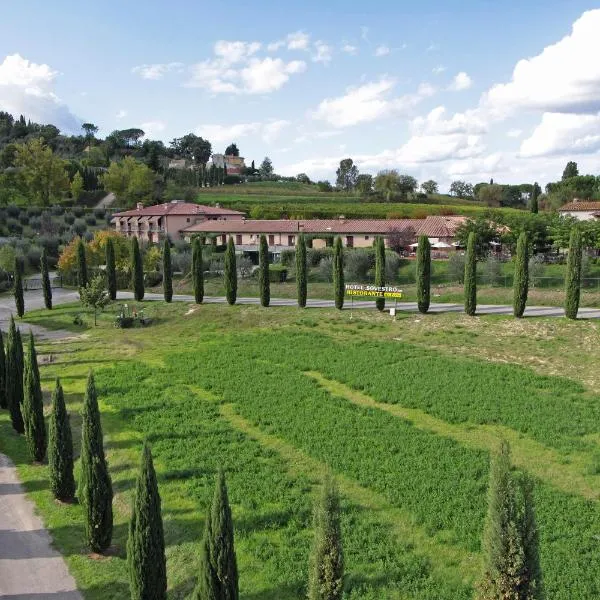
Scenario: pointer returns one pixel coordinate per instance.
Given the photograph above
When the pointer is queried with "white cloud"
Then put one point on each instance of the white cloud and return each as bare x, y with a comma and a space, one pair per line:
156, 71
28, 88
460, 82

____________________

- **Problem description**:
Rewrite the entries above with every "pointer" changed to "locator" and nothing else altered. Leave the pictures out.

- **Result of this task**:
Scenario: locator returns one pixel coordinate per instance.
Given the photograph above
When the locator is queried with "white cloud"
Then put one point on each instance of the white cloud and return each as bare x, y with a comma and a space, one pair per line:
156, 71
28, 88
460, 82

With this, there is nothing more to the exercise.